Ci viene in aiuto, però, recuperare “il potere sociale del rito”: le stesse “condoglianze” ad esempio – ora confinate quasi esclusivamente dentro una vuota formalità – in passato conservavano il valore di una vera e propria “pratica”, che prevedeva un vasto spettro di partecipazioni al dolore dell’altro.
Ed è questo tipo di “cura reciproca”, che possiamo recuperare per affrontare meglio le inevitabili perdite che costellano la nostra vita.

Il rito sa conferire, infatti, significato a gesti che altrimenti risulterebbero privi di senso: trasformando il caos (disordine) in cosmos (ordine), ma soprattutto rafforzando i nostri legami sociali.
Attraverso il rito si possono cioè riaffermare valori, gestire cambiamenti vitali, esorcizzare paure. Creando connessioni profonde all’interno della comunità e rendendo tangibili e ripetibili esperienze che altrimenti resterebbero caotiche.

Come la morte. Che oggi è quasi un tabù: un argomento di cui non si deve parlare, un evento privato da vivere con freddo distacco.
Il rito, però, per essere efficace ha bisogno di una partecipazione emotiva profonda, possibile solo in presenza di una seducente componente artistico-estetica.
Che qui, nella proposta di Francesco Marilungo, è davvero assai coinvolgente.

Sono 5: sono ospitate in luttuosi abiti neri, romanticamente barocchi.
Sono avvolte da quell’aura di morte che vitalmente si dà in habiti (modi di essere) meravigliosamente abbondanti.
La voce di una di loro guida il rito in scena: è quella di Vera Di Lecce. Dall’allure di un pierrot nero, incanta i sensi e gli animi contaminando, in chiave contemporanea, antichi lamenti funebri: attraverso la musica techno, attraverso la trance.

Ma è solo una volta avvenuta la purificazione acquorea, che ci si può avvicinare alla dimensione sacra del rito funebre.

Il principio da cui tutto si origina è il respiro: da qui può zampillare il pianto.
Così necessario per facilitare l’elaborazione emotiva del dolore.
Così utile per un’umana connessione sociale.
Perché il pianto è un’apertura. Anche alla vulnerabilità, sì, ma indispensabile per un’autentica crescita personale, per una trasformazione.

Il pianto – a cui si abbandona una delle performer in scena – è una melodia dolcemente straziante ma anche dolorosamente sensuale. Che diviene una sorta di base musicale, capace di muovere in una danza le altre performer.
Loro, in cerca della terra e poi del cielo, che strisciano e poi si librano, sono le magnifiche Alice Raffaelli, Barbara Novati, Roberta Racis, Francesca Linnea Ugolini, Martina Di Prato.
Si odono prendere forma parole quasi indecifrabili, che sanno di sussurro: “ Me la sono vista in sogno, vicina ad una pianta …”. Ed è così che la dimensione individuale del dolore si apre ad una condivisione che accompagna e che contiene.

········

## Compito A
Estrai dai dati ogni riga in cui compare la stringa "white".
Il brano di testo e i dati non hanno alcun rapporto tra loro.

········

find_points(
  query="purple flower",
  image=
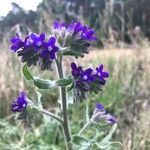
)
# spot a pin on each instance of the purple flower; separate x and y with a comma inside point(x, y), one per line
point(100, 107)
point(76, 71)
point(36, 49)
point(20, 103)
point(101, 114)
point(88, 34)
point(17, 43)
point(37, 40)
point(50, 50)
point(101, 75)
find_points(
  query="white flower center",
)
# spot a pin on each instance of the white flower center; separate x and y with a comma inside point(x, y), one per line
point(49, 48)
point(85, 77)
point(24, 105)
point(39, 43)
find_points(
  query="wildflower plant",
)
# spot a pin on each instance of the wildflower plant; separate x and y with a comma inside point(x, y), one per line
point(42, 51)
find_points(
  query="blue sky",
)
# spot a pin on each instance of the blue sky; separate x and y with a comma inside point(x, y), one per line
point(5, 6)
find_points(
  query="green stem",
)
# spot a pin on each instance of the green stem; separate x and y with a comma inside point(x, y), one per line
point(51, 115)
point(87, 111)
point(63, 98)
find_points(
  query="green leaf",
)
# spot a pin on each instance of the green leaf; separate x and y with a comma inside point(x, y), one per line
point(38, 82)
point(44, 84)
point(26, 73)
point(73, 53)
point(64, 82)
point(79, 140)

········

## Compito B
Stabilisci se ciascuna affermazione concorda con il brano di testo, rispondendo sì o no e citando alla lettera le parole del brano che lo determinano. (i) La voce che guida il rito in scena è quella di Vera Di Lecce. (ii) Oggi la morte è un argomento di cui si parla apertamente. (iii) Il principio da cui tutto si origina è il pianto.

## Risposta A
  query="white flower center",
# spot a pin on each instance of the white flower center; separate x and y with a comma inside point(x, y), one per line

## Risposta B
(i) Sì: "La voce di una di loro guida il rito in scena: è quella di Vera Di Lecce."
(ii) No: "Che oggi è quasi un tabù: un argomento di cui non si deve parlare"
(iii) No: "Il principio da cui tutto si origina è il respiro"